| PROVIDED PASSAGE |
* * * * * * * * *

Wednesday, 2 February 2011

Building NATO Security Through Arms Control and Disarmament

A number of media including the Daily Telegraph and Global Security Newswire have reported on a Wikileaks cable describing a briefing to NATO ministers in 2009 on nuclear issues. The headlines have concerned Al-Qaeda attempts to acquire nuclear materials for a dirty bomb, but the briefing was said to concern that, Russian tactical nuclear forces and Iranian nuclear and missile programmes.

It was particularly striking that there was reference to non-proliferation being the first line of defence against these threats, something with which NATO Monitor concurs.

Nuclear terrorism is a threat which, while remote, would have catastrophic consequences if a full nuclear bomb were used, and devastating ones if even an explosive radiological dispersal device were used in a major western city. It is also a threat which is absolutely impervious to deterrence. The only solution is a serious effort by the international community to secure all radioactive sources, a massive undertaking and one which is not sufficiently high up the international agenda - despite President Obama's best endeavours. And end to the civilian use of plutonium and highly enriched uranium are also essential, or the prospective spread of civilian nuclear reactors will bring enormous dangers in its wake. The Fissile Material Cut-Off Treaty, which has languished in the Conference on Disarmament for year, must be pursued whether in that body or elsewhere if progress is impossible.

* * * * * * * * *

| PROBLEM 1 |
List each of the subjects that the 2009 briefing to NATO ministers was said to concern, according to the post on NATO arms control.
| PROBLEM 2 |
Answer these questions from the post on NATO arms control:
(a) Which two media outlets are named as having reported on the Wikileaks cable?
(b) To what is nuclear terrorism described as absolutely impervious?
(c) In which body has the Fissile Material Cut-Off Treaty languished?
| PROBLEM 3 |
Write the next part of the post on NATO arms control, picking up after its final sentence.
The records that follow have no connection to the post on NATO arms control.

| STORED DATA |
* * * * * * * * *

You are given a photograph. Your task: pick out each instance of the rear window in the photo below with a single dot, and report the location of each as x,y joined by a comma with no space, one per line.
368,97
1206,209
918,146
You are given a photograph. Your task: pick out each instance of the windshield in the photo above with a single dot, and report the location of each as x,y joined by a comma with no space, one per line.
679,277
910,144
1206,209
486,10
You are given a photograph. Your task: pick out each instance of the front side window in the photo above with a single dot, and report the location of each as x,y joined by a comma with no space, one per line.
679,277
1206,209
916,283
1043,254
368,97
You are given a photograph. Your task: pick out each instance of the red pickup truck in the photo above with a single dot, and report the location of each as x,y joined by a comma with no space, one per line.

* * * * * * * * *

| TASK OUTPUT 1 |
- Al-Qaeda attempts to acquire nuclear materials for a dirty bomb
- Russian tactical nuclear forces
- Iranian nuclear and missile programmes

| TASK OUTPUT 2 |
(a) The Daily Telegraph and Global Security Newswire.
(b) Deterrence.
(c) The Conference on Disarmament.

| TASK OUTPUT 3 |
The discussion of Russian tactical nuclear forces could also have benefited from this perspective. While NATO is able to deter any putative Russian attack, it is likely that a negotiation which reduced and redeployed Russian and US tactical nuclear weapons, while also re-establishing the currently suspended Conventional Forces in Europe Treaty - adapting it beyond the 1999 to focus on the realities of post-enlargement NATO - would do much to enhance the security of all NATO members, especially those in the Baltic States who most fear Russia. Transparency and stability can be achieved through arms control, and can save enormous amounts of money. CFE fulfilled this function in the 1990s, when stable relations with Russia were far from a given for NATO. They could do so again.

Iran is likely to prove the most intractable of these problems, and success on the non-proliferation front is only likely if placed in the context of a Weapons of Mass Destruction Free Zone in the Middle East. It is far from clear the President Ahmedinejad wants to negotiate, or that he or any other part of the Iranian ruling structure is strong enough to do so. It is also clear that they will be more encouraged to do so if they feel there is something in it for them in the shape of enhanced regional security, and less threat of their overthrow. This would, of course, require action from actors including Israel, NATO and Syria and would be exceptionally hard to achieve. But even the effort can bring some worthwhile change to an incredibly tense situation.

In short, NATO needs to get back into the business of arms control and disarmament. It used to be serious about such things, and should be now. It would find its secuirty much enhanced if it succeeded, and if it failed, well, it would still be the largest military bloc on the planet.